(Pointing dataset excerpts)
───

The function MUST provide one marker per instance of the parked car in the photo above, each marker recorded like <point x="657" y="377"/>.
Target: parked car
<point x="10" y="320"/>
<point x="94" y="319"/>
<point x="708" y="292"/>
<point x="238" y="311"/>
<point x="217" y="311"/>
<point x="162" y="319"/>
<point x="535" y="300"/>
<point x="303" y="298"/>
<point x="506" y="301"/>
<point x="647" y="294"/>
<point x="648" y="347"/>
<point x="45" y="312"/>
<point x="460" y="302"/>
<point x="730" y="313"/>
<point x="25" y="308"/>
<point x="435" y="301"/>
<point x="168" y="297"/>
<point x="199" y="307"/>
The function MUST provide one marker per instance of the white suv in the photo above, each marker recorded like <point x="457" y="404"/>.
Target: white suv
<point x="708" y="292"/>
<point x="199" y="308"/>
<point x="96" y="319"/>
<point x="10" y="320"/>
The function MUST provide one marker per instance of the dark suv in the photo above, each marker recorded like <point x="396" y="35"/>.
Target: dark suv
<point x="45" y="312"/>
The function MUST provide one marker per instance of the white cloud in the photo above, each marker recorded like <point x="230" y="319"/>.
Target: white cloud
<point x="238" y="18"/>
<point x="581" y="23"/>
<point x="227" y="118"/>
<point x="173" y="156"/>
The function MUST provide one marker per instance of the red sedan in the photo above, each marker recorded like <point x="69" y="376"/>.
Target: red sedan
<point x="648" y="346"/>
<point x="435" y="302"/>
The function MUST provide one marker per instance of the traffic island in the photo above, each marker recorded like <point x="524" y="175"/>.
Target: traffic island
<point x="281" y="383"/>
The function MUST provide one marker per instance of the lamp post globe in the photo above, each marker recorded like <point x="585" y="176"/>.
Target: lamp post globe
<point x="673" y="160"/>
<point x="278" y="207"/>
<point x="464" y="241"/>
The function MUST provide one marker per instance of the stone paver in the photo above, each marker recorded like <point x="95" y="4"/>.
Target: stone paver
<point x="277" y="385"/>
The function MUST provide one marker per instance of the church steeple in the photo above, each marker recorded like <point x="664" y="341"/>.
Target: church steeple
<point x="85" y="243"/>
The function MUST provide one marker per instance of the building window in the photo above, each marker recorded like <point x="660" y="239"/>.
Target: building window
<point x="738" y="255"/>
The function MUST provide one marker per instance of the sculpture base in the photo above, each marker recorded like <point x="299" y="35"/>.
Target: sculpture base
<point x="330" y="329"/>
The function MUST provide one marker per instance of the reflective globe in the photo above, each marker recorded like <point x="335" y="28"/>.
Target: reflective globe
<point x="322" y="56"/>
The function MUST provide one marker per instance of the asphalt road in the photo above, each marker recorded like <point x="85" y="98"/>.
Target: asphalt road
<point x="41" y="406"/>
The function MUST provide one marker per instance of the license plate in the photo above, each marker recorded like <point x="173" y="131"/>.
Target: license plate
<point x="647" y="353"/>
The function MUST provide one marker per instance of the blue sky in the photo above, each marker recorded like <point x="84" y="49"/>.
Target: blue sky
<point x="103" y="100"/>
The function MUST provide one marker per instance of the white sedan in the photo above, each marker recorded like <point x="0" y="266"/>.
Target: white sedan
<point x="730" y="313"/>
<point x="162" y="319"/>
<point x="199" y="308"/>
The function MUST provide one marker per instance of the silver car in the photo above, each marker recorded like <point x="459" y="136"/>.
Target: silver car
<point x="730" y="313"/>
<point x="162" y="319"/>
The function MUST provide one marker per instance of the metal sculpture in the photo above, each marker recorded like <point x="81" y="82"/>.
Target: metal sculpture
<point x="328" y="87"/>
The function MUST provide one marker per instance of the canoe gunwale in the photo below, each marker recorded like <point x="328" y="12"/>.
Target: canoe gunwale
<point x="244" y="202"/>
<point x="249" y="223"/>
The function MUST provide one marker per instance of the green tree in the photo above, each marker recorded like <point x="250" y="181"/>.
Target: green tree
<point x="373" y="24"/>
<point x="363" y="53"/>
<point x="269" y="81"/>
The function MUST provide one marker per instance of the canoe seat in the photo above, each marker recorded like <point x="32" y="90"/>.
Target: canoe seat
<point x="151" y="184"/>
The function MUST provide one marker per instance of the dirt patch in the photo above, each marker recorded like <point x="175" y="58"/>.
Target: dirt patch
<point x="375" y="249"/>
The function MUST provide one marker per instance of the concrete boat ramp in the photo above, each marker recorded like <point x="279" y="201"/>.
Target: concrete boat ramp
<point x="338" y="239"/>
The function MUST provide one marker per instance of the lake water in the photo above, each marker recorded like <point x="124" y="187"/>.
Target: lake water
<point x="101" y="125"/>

───

- _Direction_
Write an exact transcription of every entry above.

- _Finished task_
The function MUST provide one marker per instance of the parked car in the photo above, each marker recorded like <point x="657" y="377"/>.
Target: parked car
<point x="10" y="320"/>
<point x="94" y="319"/>
<point x="708" y="292"/>
<point x="238" y="311"/>
<point x="217" y="311"/>
<point x="162" y="319"/>
<point x="535" y="300"/>
<point x="303" y="298"/>
<point x="506" y="301"/>
<point x="647" y="294"/>
<point x="648" y="347"/>
<point x="45" y="312"/>
<point x="460" y="302"/>
<point x="730" y="313"/>
<point x="25" y="308"/>
<point x="435" y="301"/>
<point x="168" y="297"/>
<point x="199" y="307"/>
The function MUST provide one marker per instance of the white suv in the photo above, each marker recorded like <point x="457" y="404"/>.
Target: white suv
<point x="708" y="292"/>
<point x="199" y="308"/>
<point x="96" y="319"/>
<point x="10" y="320"/>
The function MUST provide one marker per instance of the dark suv in the photo above, each marker recorded like <point x="396" y="35"/>.
Target: dark suv
<point x="45" y="312"/>
The function MUST provide one marker per instance of the white cloud in the photo above, each marker recorded like <point x="230" y="319"/>.
Target: white cloud
<point x="238" y="18"/>
<point x="581" y="23"/>
<point x="227" y="118"/>
<point x="173" y="156"/>
The function MUST provide one marker per instance of the red sedan in the photo above, each marker recorded like <point x="69" y="376"/>.
Target: red sedan
<point x="648" y="346"/>
<point x="435" y="302"/>
The function MUST provide one marker per instance of the traffic island in the photo above, each marker recorded like <point x="524" y="175"/>.
Target: traffic island
<point x="281" y="383"/>
The function MUST provide one marker per instance of the lamp post globe in the photo above, each marker recorded like <point x="585" y="176"/>.
Target: lamp post globe
<point x="673" y="160"/>
<point x="278" y="207"/>
<point x="464" y="241"/>
The function MUST provide one marker per instance of the stone paver in the photo above, each marker recorded like <point x="95" y="4"/>.
Target: stone paver
<point x="277" y="385"/>
The function MUST provide one marker per instance of the church steeple in the photo above, each marker recorded like <point x="664" y="341"/>.
Target: church steeple
<point x="85" y="243"/>
The function MUST provide one marker per instance of the building window in the photo above, each marker recorded like <point x="660" y="239"/>.
Target: building window
<point x="738" y="255"/>
The function MUST provide one marker per instance of the sculpture base in the photo above, each marker recorded like <point x="299" y="35"/>.
Target: sculpture base
<point x="330" y="329"/>
The function MUST provide one marker per instance of the reflective globe in the photo above, each marker recorded like <point x="335" y="28"/>.
Target: reflective globe
<point x="322" y="56"/>
The function MUST provide one marker per instance of the asphalt road in the photo above, each marker recorded like <point x="85" y="98"/>.
Target: asphalt road
<point x="41" y="406"/>
The function MUST provide one marker per instance of the license plate in the photo above, each marker recorded like <point x="173" y="131"/>.
Target: license plate
<point x="647" y="353"/>
The function MUST provide one marker per instance of the blue sky in the photo above, each marker recorded like <point x="84" y="49"/>.
Target: blue sky
<point x="103" y="100"/>
The function MUST provide one marker per instance of the white sedan in the photo above, each marker recorded like <point x="0" y="266"/>.
Target: white sedan
<point x="730" y="313"/>
<point x="162" y="319"/>
<point x="199" y="308"/>
The function MUST provide one marker per instance of the silver car in the photo above, each marker recorded like <point x="459" y="136"/>.
Target: silver car
<point x="730" y="313"/>
<point x="162" y="319"/>
The function MUST provide one marker per instance of the metal sculpture in the photo above, each marker recorded like <point x="81" y="82"/>.
Target: metal sculpture
<point x="328" y="87"/>
The function MUST provide one marker per instance of the canoe gunwale in the photo below, each marker recorded like <point x="328" y="12"/>.
Target: canoe gunwale
<point x="244" y="202"/>
<point x="249" y="223"/>
The function MUST provide one marker per instance of the green tree in the photo above, each marker recorded like <point x="250" y="181"/>.
Target: green tree
<point x="373" y="24"/>
<point x="363" y="53"/>
<point x="269" y="81"/>
The function MUST provide one marker per instance of the canoe seat in the photo above, each marker recorded like <point x="32" y="90"/>.
Target: canoe seat
<point x="151" y="184"/>
The function MUST provide one marker per instance of the dirt patch in the photo above, each marker recorded like <point x="175" y="58"/>.
Target: dirt patch
<point x="375" y="249"/>
The function MUST provide one marker per instance of the concrete boat ramp in the photo above, each marker recorded like <point x="279" y="201"/>.
Target: concrete boat ramp
<point x="338" y="239"/>
The function MUST provide one marker per instance of the lake water in the photo above, each marker recorded like <point x="124" y="187"/>.
Target: lake water
<point x="101" y="125"/>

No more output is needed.